*** Opening Source text ***

Special Report: There’s no greater demonstration of confidence in a junior explorer than when the chairman puts in more of his own cash to top up his shareholding via on-market buying.

Add to that copper prices hitting their highest point in eight years and you have the perfect storm for Cohiba Minerals’ (ASX:CHK) shares to take off. 

Executive chairman Mordechai Benedikt this week boosted his stake to 5.77 per cent, earning him a spot as a substantial shareholder.    

Benedikt spent $381,926 in the past week to pick up more shares after having already spent $461,768 in December.

Subsequently, Cohiba this week received a query from the ASX after shares surged 81 per cent from 2.1c on the last day of 2020 to an intra-day peak of 3.8c on Thursday.

Market commentators believe the copper market right now has all the hallmarks of a “super-cycle”.

Copper prices – seen as a gauge for global economic health – are at their highest point since early 2013.

Three-month copper prices on the London Metal Exchange rose to $US8,103.50 ($10,447) a tonne this week, which is an eight-year record.

Researchers at Argus say the copper concentrate market is likely to remain tight throughout 2021, with demand growth poised to significantly outpace production hikes and launches.

Global supply of copper concentrate is due to increase by about 1 million tonnes next year as mines expand but this will not be enough to meet projected demand, Argus says.

“Demand growth is likely to outpace the start-ups, particularly as China’s smelting capacity continues to ramp up without the constraints of the COVID-19 pandemic seen in the first half of 2020,” it says.

Overall, about 1.2 million tonnes per year of new Chinese smelting capacity came on stream in 2018-19, a 12 per cent increase on previous capacity.

*** Closing Source text ***
*** Opening Extracted material ***

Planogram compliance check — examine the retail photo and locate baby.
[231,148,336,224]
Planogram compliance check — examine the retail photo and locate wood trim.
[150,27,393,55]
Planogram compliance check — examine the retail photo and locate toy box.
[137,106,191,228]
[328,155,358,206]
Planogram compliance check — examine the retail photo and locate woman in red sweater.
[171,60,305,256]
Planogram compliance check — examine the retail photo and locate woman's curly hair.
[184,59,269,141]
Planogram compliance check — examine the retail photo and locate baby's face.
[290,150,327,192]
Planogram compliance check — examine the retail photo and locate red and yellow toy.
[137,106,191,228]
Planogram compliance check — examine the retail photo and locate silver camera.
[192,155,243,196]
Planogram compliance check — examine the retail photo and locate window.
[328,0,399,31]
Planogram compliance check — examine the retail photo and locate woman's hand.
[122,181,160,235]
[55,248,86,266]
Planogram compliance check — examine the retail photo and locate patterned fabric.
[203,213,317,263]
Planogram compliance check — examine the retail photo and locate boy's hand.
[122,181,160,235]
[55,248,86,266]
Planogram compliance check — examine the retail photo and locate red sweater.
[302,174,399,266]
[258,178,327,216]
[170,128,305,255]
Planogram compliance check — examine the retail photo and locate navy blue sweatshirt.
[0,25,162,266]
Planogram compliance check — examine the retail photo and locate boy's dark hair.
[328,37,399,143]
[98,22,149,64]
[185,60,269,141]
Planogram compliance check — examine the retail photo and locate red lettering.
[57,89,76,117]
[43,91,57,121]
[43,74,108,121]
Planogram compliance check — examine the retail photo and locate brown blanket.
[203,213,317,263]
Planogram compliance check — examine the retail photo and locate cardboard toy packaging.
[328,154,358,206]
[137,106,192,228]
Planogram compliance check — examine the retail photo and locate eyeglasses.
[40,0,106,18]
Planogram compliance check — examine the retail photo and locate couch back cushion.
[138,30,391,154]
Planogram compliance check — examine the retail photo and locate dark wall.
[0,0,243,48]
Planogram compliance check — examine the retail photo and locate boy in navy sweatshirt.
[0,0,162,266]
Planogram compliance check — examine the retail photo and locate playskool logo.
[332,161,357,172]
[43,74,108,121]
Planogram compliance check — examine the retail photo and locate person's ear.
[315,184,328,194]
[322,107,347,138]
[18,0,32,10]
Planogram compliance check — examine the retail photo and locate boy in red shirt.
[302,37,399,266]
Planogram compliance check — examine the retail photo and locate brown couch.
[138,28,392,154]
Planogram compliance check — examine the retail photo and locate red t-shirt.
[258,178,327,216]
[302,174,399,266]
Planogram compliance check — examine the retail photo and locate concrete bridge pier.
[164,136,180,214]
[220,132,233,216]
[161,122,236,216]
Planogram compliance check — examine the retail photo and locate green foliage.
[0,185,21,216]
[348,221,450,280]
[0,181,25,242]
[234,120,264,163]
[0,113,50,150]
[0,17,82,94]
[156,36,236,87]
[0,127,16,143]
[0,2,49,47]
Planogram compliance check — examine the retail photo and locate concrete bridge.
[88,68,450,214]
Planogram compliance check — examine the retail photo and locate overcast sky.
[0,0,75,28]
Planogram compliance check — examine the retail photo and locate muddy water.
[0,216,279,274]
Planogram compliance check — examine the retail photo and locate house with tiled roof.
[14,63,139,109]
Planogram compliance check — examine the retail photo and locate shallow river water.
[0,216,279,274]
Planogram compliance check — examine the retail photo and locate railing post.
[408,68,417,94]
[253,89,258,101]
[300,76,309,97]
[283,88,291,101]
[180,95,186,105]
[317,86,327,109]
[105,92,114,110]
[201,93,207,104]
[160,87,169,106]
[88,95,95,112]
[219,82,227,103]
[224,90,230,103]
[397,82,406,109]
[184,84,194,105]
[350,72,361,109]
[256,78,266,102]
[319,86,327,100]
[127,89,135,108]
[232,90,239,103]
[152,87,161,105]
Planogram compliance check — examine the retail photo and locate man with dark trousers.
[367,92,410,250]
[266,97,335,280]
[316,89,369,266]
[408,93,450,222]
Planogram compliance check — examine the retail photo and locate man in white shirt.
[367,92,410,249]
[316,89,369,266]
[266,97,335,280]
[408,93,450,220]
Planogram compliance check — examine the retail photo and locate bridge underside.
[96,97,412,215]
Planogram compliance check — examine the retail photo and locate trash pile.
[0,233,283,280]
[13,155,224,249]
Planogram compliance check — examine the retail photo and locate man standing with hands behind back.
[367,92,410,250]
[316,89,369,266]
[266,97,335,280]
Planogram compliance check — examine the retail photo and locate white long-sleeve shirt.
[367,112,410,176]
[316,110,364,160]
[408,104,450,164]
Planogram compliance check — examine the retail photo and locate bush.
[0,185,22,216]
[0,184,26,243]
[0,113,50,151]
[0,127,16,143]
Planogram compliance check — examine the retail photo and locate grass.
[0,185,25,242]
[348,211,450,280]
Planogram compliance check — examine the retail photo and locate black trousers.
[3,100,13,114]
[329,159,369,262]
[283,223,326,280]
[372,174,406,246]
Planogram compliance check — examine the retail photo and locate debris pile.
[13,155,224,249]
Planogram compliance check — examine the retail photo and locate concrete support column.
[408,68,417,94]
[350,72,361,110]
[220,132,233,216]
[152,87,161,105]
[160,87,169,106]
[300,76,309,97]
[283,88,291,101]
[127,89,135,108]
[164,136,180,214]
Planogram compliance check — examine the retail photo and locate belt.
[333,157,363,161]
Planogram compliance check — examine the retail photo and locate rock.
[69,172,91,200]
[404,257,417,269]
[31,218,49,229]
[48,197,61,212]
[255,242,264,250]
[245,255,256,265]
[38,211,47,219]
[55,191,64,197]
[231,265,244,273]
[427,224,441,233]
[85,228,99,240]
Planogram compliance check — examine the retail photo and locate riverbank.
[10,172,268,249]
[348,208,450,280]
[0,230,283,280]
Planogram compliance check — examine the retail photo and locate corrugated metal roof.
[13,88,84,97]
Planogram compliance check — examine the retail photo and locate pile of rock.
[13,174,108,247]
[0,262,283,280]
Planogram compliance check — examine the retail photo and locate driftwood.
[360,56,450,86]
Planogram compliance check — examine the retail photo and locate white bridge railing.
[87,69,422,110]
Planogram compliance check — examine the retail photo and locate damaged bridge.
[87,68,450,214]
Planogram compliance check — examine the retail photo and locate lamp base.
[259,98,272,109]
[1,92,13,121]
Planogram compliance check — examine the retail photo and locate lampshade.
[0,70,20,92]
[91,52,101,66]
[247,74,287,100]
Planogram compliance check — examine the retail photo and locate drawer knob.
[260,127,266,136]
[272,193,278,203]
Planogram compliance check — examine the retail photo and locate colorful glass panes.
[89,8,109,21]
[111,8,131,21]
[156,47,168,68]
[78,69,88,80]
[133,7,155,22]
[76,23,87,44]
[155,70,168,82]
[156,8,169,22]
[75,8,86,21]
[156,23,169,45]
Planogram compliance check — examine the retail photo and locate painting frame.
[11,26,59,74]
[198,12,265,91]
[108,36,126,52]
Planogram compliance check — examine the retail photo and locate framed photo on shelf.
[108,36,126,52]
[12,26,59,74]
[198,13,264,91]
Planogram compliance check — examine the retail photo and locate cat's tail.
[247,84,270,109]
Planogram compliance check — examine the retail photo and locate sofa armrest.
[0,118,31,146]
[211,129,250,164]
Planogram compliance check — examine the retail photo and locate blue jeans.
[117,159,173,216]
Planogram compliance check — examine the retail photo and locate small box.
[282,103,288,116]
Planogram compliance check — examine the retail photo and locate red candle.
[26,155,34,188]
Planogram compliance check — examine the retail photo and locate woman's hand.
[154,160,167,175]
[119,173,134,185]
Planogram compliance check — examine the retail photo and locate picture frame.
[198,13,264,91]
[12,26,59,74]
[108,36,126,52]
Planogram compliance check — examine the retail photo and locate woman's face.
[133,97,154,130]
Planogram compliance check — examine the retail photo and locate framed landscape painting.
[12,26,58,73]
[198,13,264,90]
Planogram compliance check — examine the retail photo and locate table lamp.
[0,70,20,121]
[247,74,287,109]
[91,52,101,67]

*** Closing Extracted material ***

### Work to complete
Answer these questions from the report on Cohiba Minerals and copper prices:
1. How much did Mordechai Benedikt spend on shares in December?
2. To what percentage did he raise his stake this week?
3. According to Argus, by about how much is global copper concentrate supply due to increase next year?
Use only the report on Cohiba Minerals and copper prices, not the source data.

### Reply
1. $461,768
2. 5.77 per cent
3. About 1 million tonnes